Entries supplied.
__________

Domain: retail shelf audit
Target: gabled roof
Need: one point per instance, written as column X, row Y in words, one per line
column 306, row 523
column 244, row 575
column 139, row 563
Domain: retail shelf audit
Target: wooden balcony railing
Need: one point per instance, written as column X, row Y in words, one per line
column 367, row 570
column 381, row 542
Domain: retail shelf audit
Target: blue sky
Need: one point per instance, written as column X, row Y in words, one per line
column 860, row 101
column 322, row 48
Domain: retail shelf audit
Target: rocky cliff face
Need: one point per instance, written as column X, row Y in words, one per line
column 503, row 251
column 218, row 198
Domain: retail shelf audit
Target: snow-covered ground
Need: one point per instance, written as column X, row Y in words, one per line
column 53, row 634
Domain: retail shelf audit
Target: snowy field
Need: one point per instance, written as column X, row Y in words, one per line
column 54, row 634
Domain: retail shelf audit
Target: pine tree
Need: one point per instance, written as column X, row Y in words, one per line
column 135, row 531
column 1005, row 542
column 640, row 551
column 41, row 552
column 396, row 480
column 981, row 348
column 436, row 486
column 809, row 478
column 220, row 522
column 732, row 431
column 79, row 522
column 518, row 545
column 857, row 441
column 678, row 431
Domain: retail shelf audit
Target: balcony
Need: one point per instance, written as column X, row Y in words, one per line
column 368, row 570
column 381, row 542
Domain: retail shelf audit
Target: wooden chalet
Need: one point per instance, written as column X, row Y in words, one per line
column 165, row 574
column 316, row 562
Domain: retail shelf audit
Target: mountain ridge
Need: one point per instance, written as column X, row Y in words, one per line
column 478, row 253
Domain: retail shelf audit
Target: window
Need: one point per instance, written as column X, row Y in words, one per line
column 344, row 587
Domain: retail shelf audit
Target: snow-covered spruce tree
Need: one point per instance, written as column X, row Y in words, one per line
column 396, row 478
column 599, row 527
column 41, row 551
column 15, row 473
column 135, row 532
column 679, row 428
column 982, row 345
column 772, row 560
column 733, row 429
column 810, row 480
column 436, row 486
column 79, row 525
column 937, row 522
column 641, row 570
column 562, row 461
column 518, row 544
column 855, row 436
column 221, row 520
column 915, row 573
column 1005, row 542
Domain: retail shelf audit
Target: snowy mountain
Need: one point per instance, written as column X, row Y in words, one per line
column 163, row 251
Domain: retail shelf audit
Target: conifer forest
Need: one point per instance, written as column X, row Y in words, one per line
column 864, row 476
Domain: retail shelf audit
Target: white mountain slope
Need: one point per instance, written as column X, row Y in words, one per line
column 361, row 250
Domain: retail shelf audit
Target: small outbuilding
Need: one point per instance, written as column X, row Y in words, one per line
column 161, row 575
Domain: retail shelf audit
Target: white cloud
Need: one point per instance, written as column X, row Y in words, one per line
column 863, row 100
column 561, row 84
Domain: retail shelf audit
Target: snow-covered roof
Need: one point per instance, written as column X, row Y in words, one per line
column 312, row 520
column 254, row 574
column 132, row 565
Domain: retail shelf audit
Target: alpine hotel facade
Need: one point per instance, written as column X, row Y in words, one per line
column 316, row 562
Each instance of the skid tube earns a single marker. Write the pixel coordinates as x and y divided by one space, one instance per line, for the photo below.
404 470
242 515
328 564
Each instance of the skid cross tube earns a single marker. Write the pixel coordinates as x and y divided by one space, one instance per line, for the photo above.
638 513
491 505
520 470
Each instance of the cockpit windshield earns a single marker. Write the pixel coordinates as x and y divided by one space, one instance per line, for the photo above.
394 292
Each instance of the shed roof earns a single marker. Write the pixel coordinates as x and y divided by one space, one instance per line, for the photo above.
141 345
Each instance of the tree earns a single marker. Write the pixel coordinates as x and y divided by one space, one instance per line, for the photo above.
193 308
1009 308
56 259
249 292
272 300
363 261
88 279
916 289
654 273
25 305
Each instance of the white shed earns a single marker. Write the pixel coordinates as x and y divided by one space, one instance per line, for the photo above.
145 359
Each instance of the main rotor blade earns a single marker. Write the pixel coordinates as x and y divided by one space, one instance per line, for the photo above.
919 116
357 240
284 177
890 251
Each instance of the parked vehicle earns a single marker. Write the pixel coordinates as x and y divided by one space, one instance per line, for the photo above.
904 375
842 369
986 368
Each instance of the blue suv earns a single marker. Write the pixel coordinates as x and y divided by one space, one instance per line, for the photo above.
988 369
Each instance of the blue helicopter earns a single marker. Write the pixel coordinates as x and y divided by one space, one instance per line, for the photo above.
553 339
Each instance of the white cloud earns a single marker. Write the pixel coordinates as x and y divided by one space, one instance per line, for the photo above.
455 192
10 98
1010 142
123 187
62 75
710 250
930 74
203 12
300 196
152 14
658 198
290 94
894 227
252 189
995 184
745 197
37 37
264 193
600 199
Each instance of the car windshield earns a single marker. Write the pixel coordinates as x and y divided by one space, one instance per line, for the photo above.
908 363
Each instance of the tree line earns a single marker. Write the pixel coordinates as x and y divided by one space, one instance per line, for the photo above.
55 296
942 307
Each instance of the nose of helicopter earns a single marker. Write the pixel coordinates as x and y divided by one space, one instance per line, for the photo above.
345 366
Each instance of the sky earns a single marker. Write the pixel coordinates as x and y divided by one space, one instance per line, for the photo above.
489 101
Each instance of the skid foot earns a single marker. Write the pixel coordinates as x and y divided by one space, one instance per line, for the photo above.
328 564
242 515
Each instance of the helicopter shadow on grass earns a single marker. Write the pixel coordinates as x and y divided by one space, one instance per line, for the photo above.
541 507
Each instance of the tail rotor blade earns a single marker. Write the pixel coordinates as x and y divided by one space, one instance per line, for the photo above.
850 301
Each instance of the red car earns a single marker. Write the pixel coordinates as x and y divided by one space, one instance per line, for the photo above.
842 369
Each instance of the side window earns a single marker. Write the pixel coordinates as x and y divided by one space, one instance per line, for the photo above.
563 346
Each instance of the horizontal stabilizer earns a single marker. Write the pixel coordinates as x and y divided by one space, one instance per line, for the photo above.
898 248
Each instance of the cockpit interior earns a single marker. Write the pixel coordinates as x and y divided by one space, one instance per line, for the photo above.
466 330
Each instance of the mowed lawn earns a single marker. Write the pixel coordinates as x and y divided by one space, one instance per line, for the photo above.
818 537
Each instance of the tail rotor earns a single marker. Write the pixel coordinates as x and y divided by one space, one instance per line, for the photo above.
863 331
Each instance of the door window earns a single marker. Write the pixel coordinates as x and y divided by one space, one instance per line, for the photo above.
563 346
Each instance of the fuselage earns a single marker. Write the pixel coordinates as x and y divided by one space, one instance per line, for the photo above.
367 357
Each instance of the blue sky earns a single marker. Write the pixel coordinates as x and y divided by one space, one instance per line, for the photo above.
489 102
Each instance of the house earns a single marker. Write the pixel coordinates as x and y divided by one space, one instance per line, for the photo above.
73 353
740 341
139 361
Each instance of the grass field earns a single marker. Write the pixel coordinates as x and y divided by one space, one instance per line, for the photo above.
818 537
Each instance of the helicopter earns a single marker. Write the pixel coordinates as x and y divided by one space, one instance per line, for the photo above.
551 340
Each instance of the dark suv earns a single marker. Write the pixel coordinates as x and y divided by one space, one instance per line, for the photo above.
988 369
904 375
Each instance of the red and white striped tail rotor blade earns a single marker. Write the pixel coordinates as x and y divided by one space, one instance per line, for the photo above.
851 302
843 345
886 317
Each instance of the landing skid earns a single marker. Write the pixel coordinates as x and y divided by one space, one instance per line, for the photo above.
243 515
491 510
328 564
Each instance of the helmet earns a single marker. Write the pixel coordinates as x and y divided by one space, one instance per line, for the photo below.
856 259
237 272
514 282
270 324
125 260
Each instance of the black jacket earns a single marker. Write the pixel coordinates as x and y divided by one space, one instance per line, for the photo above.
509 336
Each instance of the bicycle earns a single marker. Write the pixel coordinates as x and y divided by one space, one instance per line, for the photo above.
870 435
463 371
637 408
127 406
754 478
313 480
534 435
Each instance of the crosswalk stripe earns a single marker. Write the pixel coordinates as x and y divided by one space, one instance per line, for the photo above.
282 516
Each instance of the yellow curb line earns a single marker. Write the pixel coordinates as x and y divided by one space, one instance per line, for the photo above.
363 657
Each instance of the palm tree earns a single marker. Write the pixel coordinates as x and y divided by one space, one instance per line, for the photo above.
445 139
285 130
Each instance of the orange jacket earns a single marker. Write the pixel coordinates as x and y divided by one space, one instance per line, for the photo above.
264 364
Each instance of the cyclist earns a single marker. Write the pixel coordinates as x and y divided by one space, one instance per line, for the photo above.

__________

Objective. Render the records above as a Markdown table, from the start of the records through the line containing "column 139, row 563", both ends included. Use the columns Number and Entry, one row per line, and skip any blank lines.

Task answer.
| Number | Entry |
|---|---|
| 1 | Domain: retail shelf audit |
| 2 | Target: gabled roof |
| 3 | Need: one point per instance, written as column X, row Y in words, one per line |
| 4 | column 306, row 523 |
| 5 | column 244, row 575 |
| 6 | column 139, row 563 |